— WRITTEN REQUEST A —
Please answer these questions about the passage on voice assistants:
(i) What did one participant compare the assistant with?
(ii) Which city came up in the task about how long to spend on vacation?
(iii) How did the Alexa user rephrase his Celtics query after his first attempt failed?

However, there was a sense that even complex questions could be answered by the assistants if one “learned how to ask the question.” One participant compared the assistant with a file system with many files: the trick is to find the right questions with which to access the information in this database.

And yet another complained that she did not want to have to think about how to ask the right question. Many participants mentioned efficiency as being an important consideration in whether they were likely to bother asking a question — if it was faster “to do it themselves”, then they felt the interaction with the assistant was not worth the cost. That phrasing is a key indicator of our participants’ mental models — and reflects the belief that using an assistant should be easy, rather than requiring extensive interaction.

For example, several participants described how it’s faster to set a timer with an assistant than by using another device, whereas figuring out weekend traffic to Montauk would be quicker with an application such as Waze or using Google Maps on a computer. This decision was based on an implicit cost–benefit analysis balancing the anticipated interaction cost of completing the task themselves versus their expectation of whether the assistant would be able to do the task. 

Interpretation, Judgement, and Opinion Weren’t Trusted  

All users in the study noted that they weren’t interested in using agents for opinion-based information, such as recommendations. Any task involving judgement or opinion was regarded with skepticism by our participants. “I would never ask her that” was a common response to tasks involving personal or highly subjective information like figuring out how long one should spend in Prague for vacation. One user said, “I would look up a forum about Prague for locals; I don’t want to do the tourist things that everybody does.”

However, it was not only subjective information that participants scoffed at: one user thought it unlikely that Alexa would be able to tell him who the star player was in the previous night’s Boston Celtics game because that involved interpretation; this participant formulated his query to Alexa initially as “Who scored the most points in the last Celtics game”, and, when Alexa failed to answer his question, he changed it to “Provide me player statistics for the most recent Celtics game.” (Both questions with an objectively true answer, rather than questions of judgment.)

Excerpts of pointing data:
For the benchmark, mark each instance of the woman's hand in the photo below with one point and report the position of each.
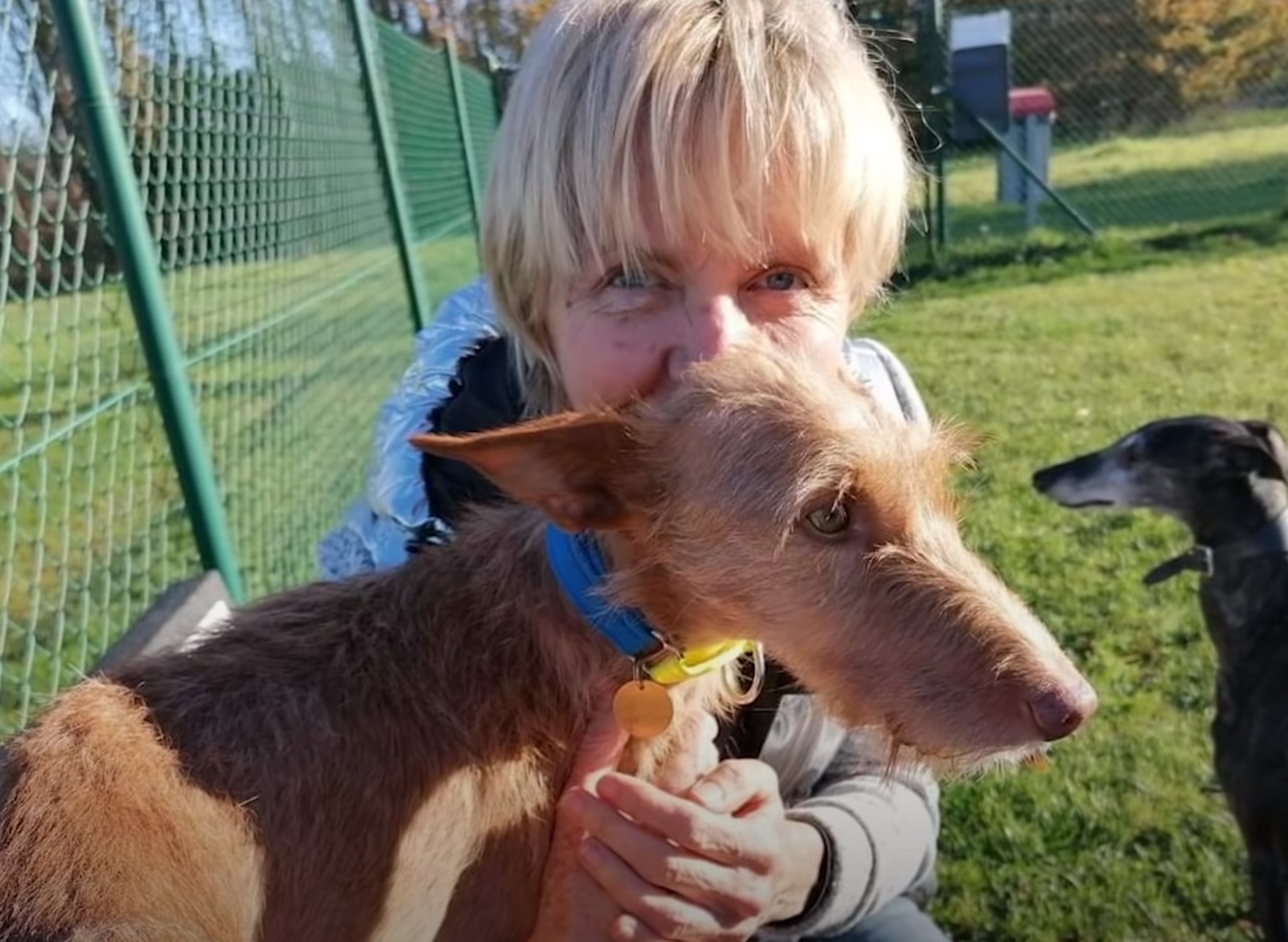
(715, 864)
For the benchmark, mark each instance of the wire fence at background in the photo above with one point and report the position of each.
(253, 150)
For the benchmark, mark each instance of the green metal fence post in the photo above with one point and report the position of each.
(142, 271)
(941, 102)
(463, 123)
(395, 192)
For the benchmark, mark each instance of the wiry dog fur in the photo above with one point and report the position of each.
(379, 758)
(1228, 482)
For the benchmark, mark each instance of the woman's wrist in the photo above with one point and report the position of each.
(809, 861)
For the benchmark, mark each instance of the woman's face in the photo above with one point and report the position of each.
(626, 331)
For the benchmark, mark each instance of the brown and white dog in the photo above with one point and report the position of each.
(379, 758)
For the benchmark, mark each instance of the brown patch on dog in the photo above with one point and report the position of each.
(102, 834)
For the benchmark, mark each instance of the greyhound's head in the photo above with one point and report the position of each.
(1219, 476)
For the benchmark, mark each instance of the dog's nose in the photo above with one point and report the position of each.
(1059, 712)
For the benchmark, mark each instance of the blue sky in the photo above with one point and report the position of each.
(216, 32)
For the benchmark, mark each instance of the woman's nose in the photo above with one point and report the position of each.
(710, 328)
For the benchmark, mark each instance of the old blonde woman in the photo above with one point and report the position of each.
(671, 178)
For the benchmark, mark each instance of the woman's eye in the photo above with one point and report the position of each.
(630, 279)
(828, 521)
(782, 280)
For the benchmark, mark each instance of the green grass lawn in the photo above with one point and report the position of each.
(1124, 837)
(1139, 186)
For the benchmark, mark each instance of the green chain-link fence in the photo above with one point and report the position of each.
(253, 148)
(1171, 116)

— WRITTEN REQUEST B —
Rewrite the records between the line holding "For the benchmark, mark each instance of the green chain-link" and the end of the records, inclusive, putting "wire mesh fence" in place of "chain-link fence" and leaving everything else unchanged.

— EXPECTED ANSWER A —
(i) A file system with many files.
(ii) Prague.
(iii) "Provide me player statistics for the most recent Celtics game."

— EXPECTED ANSWER B —
For the benchmark, mark each instance of the green wire mesh fence in the photo above with one point and report the position of each.
(253, 148)
(1171, 116)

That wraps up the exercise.